- _Problem to work on_: What you give back must match the data character for character.

- _Input data_:

↓

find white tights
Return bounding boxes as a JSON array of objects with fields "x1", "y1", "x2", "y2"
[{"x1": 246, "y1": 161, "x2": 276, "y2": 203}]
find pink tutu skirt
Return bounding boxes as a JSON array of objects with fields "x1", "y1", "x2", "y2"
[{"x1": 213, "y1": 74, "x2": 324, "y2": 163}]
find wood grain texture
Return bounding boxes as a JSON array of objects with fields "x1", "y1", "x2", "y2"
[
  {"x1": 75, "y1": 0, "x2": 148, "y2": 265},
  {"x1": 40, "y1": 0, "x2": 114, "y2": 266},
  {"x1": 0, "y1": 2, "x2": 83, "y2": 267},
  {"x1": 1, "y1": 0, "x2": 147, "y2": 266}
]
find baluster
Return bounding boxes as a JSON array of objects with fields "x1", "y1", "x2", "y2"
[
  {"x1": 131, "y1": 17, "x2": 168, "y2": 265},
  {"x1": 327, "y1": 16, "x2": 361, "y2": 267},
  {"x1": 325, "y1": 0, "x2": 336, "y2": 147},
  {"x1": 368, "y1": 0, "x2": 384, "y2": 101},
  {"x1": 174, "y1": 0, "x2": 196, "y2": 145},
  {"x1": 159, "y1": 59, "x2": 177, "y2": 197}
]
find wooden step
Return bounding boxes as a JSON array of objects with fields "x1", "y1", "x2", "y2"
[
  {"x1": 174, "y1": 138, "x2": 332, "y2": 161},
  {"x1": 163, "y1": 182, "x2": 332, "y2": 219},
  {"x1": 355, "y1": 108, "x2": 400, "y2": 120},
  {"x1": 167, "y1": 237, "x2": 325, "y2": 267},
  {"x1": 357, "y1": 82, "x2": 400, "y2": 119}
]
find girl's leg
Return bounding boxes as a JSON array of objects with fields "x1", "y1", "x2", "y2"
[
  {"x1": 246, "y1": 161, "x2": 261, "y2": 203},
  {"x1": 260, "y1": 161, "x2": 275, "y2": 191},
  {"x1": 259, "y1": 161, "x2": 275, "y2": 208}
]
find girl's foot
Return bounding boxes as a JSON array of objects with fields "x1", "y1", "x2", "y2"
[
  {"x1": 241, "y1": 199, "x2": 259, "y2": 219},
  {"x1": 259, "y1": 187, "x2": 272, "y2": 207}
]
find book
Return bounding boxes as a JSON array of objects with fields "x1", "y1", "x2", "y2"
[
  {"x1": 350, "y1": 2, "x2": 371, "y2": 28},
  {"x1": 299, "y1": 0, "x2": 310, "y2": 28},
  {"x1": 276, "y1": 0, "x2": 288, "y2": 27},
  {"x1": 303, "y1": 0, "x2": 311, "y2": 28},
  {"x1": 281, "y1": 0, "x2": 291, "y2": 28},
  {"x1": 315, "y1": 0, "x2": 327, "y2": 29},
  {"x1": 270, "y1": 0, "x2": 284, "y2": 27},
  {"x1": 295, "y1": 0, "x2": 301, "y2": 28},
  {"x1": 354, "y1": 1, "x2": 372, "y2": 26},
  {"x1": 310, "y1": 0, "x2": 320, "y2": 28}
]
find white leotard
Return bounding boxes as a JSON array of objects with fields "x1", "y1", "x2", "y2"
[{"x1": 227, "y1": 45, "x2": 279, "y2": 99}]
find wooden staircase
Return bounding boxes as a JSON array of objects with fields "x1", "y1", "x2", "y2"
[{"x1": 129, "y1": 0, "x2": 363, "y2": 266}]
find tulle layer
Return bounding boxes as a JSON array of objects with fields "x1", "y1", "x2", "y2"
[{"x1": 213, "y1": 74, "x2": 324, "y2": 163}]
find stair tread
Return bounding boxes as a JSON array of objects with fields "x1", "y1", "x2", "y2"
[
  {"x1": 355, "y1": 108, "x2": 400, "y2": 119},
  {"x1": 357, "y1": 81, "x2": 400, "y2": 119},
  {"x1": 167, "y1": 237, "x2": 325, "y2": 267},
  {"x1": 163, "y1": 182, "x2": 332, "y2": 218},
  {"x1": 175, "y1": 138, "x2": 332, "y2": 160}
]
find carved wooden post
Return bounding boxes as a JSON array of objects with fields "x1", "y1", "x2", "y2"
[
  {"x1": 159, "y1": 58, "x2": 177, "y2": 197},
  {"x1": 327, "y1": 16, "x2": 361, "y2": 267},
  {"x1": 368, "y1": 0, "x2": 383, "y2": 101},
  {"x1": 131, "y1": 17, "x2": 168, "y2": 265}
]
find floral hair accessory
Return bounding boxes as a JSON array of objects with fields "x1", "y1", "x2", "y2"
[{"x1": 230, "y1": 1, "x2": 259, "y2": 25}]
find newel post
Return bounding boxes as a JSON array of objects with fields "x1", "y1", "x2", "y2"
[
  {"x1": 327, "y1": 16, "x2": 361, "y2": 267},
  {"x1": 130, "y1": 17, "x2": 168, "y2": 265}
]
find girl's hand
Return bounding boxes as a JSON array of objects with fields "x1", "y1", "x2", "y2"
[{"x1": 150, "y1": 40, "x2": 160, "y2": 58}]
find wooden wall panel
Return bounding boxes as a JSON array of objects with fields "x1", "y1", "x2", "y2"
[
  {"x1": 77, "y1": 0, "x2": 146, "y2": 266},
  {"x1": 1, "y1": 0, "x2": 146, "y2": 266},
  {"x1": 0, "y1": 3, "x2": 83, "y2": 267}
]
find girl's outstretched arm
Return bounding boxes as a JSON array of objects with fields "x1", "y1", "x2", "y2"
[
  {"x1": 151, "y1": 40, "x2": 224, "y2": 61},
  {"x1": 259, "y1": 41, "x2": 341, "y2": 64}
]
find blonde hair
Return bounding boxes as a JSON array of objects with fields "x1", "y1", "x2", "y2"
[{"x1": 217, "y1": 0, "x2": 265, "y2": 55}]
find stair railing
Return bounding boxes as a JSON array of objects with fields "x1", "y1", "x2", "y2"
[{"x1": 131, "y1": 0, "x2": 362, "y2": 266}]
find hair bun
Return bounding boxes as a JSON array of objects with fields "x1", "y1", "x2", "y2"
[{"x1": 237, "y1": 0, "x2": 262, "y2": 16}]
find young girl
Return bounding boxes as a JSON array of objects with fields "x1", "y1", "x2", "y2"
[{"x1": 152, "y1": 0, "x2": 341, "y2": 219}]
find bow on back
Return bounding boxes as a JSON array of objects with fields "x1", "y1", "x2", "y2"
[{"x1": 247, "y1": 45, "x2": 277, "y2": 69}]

↑

- _Exercise solution_:
find white tights
Return bounding boxes as a JSON array of objects with fields "x1", "y1", "x2", "y2"
[{"x1": 246, "y1": 161, "x2": 276, "y2": 203}]
find pink tutu skirt
Return bounding boxes as a JSON array of objects with fields "x1", "y1", "x2", "y2"
[{"x1": 213, "y1": 74, "x2": 324, "y2": 163}]
find wood grain texture
Return bounding boxes as a JSON array of objects with fields "x1", "y1", "x2", "y2"
[
  {"x1": 75, "y1": 0, "x2": 148, "y2": 265},
  {"x1": 40, "y1": 0, "x2": 114, "y2": 266},
  {"x1": 0, "y1": 2, "x2": 83, "y2": 267},
  {"x1": 1, "y1": 0, "x2": 147, "y2": 266}
]
find baluster
Return bounding boxes as a JSON array of objects with fields "x1", "y1", "x2", "y2"
[
  {"x1": 131, "y1": 17, "x2": 168, "y2": 265},
  {"x1": 327, "y1": 16, "x2": 361, "y2": 267},
  {"x1": 325, "y1": 0, "x2": 336, "y2": 147},
  {"x1": 368, "y1": 0, "x2": 384, "y2": 101},
  {"x1": 174, "y1": 0, "x2": 196, "y2": 145},
  {"x1": 159, "y1": 59, "x2": 177, "y2": 197}
]
find wooden step
Return bounding boxes as a JSON array of objects with fields "x1", "y1", "x2", "y2"
[
  {"x1": 174, "y1": 138, "x2": 332, "y2": 161},
  {"x1": 163, "y1": 182, "x2": 332, "y2": 219},
  {"x1": 355, "y1": 108, "x2": 400, "y2": 120},
  {"x1": 167, "y1": 237, "x2": 325, "y2": 267},
  {"x1": 357, "y1": 82, "x2": 400, "y2": 119}
]
find girl's leg
Return bounding boxes as a JSON array of objects with fields "x1", "y1", "x2", "y2"
[
  {"x1": 246, "y1": 161, "x2": 261, "y2": 203},
  {"x1": 260, "y1": 161, "x2": 275, "y2": 191},
  {"x1": 259, "y1": 161, "x2": 275, "y2": 208}
]
find girl's foot
Return bounding boxes as a JSON array of objects with fields "x1", "y1", "x2", "y2"
[
  {"x1": 241, "y1": 199, "x2": 259, "y2": 219},
  {"x1": 259, "y1": 187, "x2": 272, "y2": 207}
]
find book
Return bounding boxes as a JSON array of objects with fields "x1", "y1", "x2", "y2"
[
  {"x1": 350, "y1": 2, "x2": 371, "y2": 28},
  {"x1": 299, "y1": 0, "x2": 310, "y2": 28},
  {"x1": 276, "y1": 0, "x2": 288, "y2": 27},
  {"x1": 303, "y1": 0, "x2": 311, "y2": 28},
  {"x1": 281, "y1": 0, "x2": 291, "y2": 28},
  {"x1": 315, "y1": 0, "x2": 327, "y2": 29},
  {"x1": 270, "y1": 0, "x2": 284, "y2": 27},
  {"x1": 295, "y1": 0, "x2": 301, "y2": 28},
  {"x1": 354, "y1": 1, "x2": 372, "y2": 26},
  {"x1": 310, "y1": 0, "x2": 320, "y2": 28}
]
find white leotard
Return bounding boxes as a JSON array of objects with fields "x1", "y1", "x2", "y2"
[{"x1": 227, "y1": 45, "x2": 279, "y2": 99}]
find wooden staircase
Return bounding boxes as a JSON array of objects with fields "x1", "y1", "x2", "y2"
[{"x1": 129, "y1": 0, "x2": 363, "y2": 266}]
find tulle layer
Return bounding boxes as a JSON array of objects with fields "x1", "y1", "x2", "y2"
[{"x1": 213, "y1": 74, "x2": 324, "y2": 163}]
find stair tread
Return bounding boxes as a JSON array of objects with fields "x1", "y1", "x2", "y2"
[
  {"x1": 355, "y1": 108, "x2": 400, "y2": 119},
  {"x1": 357, "y1": 81, "x2": 400, "y2": 119},
  {"x1": 167, "y1": 237, "x2": 325, "y2": 267},
  {"x1": 163, "y1": 182, "x2": 332, "y2": 218},
  {"x1": 175, "y1": 138, "x2": 332, "y2": 160}
]
find carved wooden post
Return bounding boxes as a JSON array of objects with fields "x1", "y1", "x2", "y2"
[
  {"x1": 159, "y1": 58, "x2": 177, "y2": 197},
  {"x1": 327, "y1": 16, "x2": 361, "y2": 267},
  {"x1": 368, "y1": 0, "x2": 383, "y2": 101},
  {"x1": 131, "y1": 17, "x2": 168, "y2": 265}
]
find floral hair accessory
Return bounding boxes as a JSON array of objects with fields "x1", "y1", "x2", "y2"
[{"x1": 230, "y1": 1, "x2": 259, "y2": 25}]
find newel post
Return bounding boxes as a JSON array of objects with fields "x1", "y1", "x2", "y2"
[
  {"x1": 327, "y1": 16, "x2": 361, "y2": 267},
  {"x1": 130, "y1": 17, "x2": 168, "y2": 265}
]
find girl's hand
Return bounding boxes as a JSON array of objects with fields "x1", "y1", "x2", "y2"
[{"x1": 150, "y1": 40, "x2": 160, "y2": 58}]
find wooden wall panel
Return bounding boxes as a JSON array of objects with fields "x1", "y1", "x2", "y2"
[
  {"x1": 77, "y1": 0, "x2": 146, "y2": 266},
  {"x1": 1, "y1": 0, "x2": 146, "y2": 266},
  {"x1": 0, "y1": 3, "x2": 83, "y2": 267}
]
find girl's outstretched arm
Return bounding boxes as a JSON array of objects with fields "x1", "y1", "x2", "y2"
[
  {"x1": 151, "y1": 40, "x2": 224, "y2": 61},
  {"x1": 259, "y1": 41, "x2": 341, "y2": 64}
]
find blonde hair
Return bounding boxes as a JSON array of objects with fields "x1", "y1", "x2", "y2"
[{"x1": 217, "y1": 0, "x2": 265, "y2": 55}]
find stair railing
Return bounding boxes as a JSON array of objects with fields "x1", "y1", "x2", "y2"
[{"x1": 131, "y1": 0, "x2": 362, "y2": 266}]
find hair bun
Return bounding boxes as a JSON array of objects with fields "x1", "y1", "x2", "y2"
[{"x1": 237, "y1": 0, "x2": 262, "y2": 16}]
find young girl
Return bounding boxes as a JSON array of objects with fields "x1", "y1", "x2", "y2"
[{"x1": 152, "y1": 0, "x2": 341, "y2": 219}]
find bow on back
Return bounding boxes as a JSON array of objects with fields "x1", "y1", "x2", "y2"
[{"x1": 247, "y1": 45, "x2": 277, "y2": 69}]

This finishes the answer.